■ **Exercise prompt**: Repeat the listing below word for word, minus the pictures.

■ **Input**:
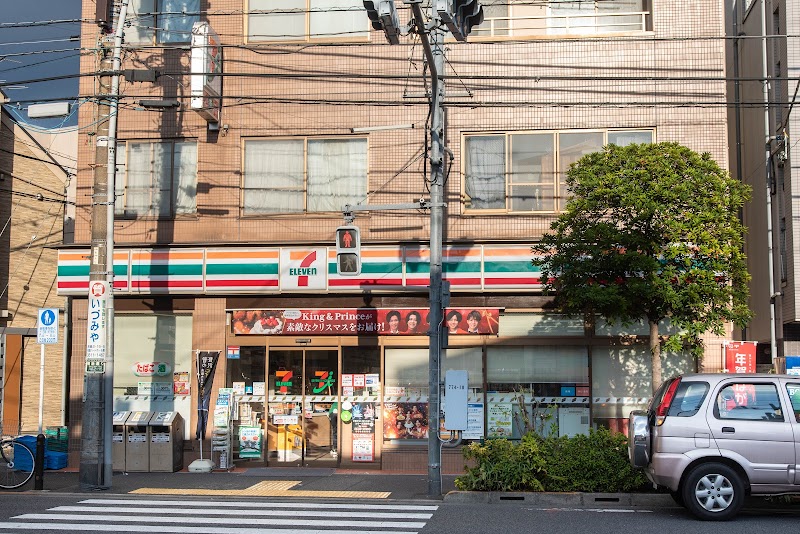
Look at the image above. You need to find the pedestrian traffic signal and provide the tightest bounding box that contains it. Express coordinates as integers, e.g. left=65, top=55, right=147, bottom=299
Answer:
left=363, top=0, right=401, bottom=44
left=437, top=0, right=484, bottom=41
left=336, top=226, right=361, bottom=276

■ **Exercise answer**:
Look at the image above. You need to find the pedestrian traffic signal and provide the tightest bounding box that contains it. Express coordinates as integers, e.g. left=65, top=55, right=147, bottom=299
Answer:
left=363, top=0, right=401, bottom=44
left=437, top=0, right=484, bottom=41
left=336, top=226, right=361, bottom=276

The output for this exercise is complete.